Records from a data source
------------------------------------

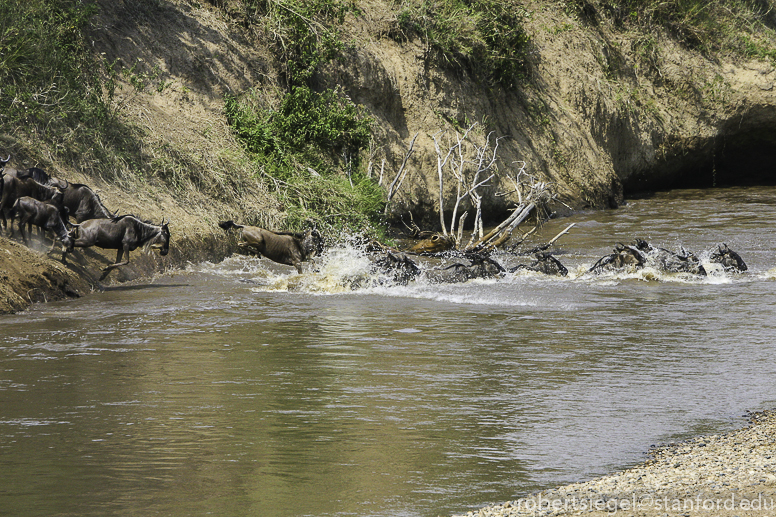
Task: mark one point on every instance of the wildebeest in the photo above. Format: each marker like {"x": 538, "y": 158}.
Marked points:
{"x": 481, "y": 266}
{"x": 398, "y": 265}
{"x": 434, "y": 244}
{"x": 544, "y": 263}
{"x": 35, "y": 173}
{"x": 642, "y": 254}
{"x": 38, "y": 175}
{"x": 30, "y": 211}
{"x": 83, "y": 203}
{"x": 282, "y": 247}
{"x": 125, "y": 233}
{"x": 14, "y": 188}
{"x": 729, "y": 259}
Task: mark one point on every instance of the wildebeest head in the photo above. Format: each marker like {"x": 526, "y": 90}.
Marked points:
{"x": 435, "y": 244}
{"x": 728, "y": 258}
{"x": 312, "y": 243}
{"x": 162, "y": 241}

------------------------------------

> [Written problem]: Rename "Marked points" to "Annotated points" in every one of the rows above and write the rows out again with nothing else changed. Leave the pictures out.

> [Task response]:
Task: mark one point on every instance of the wildebeest in the photo above. Format: each marker like {"x": 538, "y": 158}.
Annotated points:
{"x": 481, "y": 266}
{"x": 398, "y": 265}
{"x": 434, "y": 244}
{"x": 544, "y": 263}
{"x": 35, "y": 173}
{"x": 642, "y": 254}
{"x": 38, "y": 175}
{"x": 30, "y": 211}
{"x": 83, "y": 203}
{"x": 282, "y": 247}
{"x": 125, "y": 233}
{"x": 14, "y": 188}
{"x": 729, "y": 259}
Task: mark one point on every instance of the wildebeest head in the photo above. Format: each marker like {"x": 526, "y": 90}.
Annotated points:
{"x": 435, "y": 244}
{"x": 728, "y": 258}
{"x": 312, "y": 243}
{"x": 162, "y": 241}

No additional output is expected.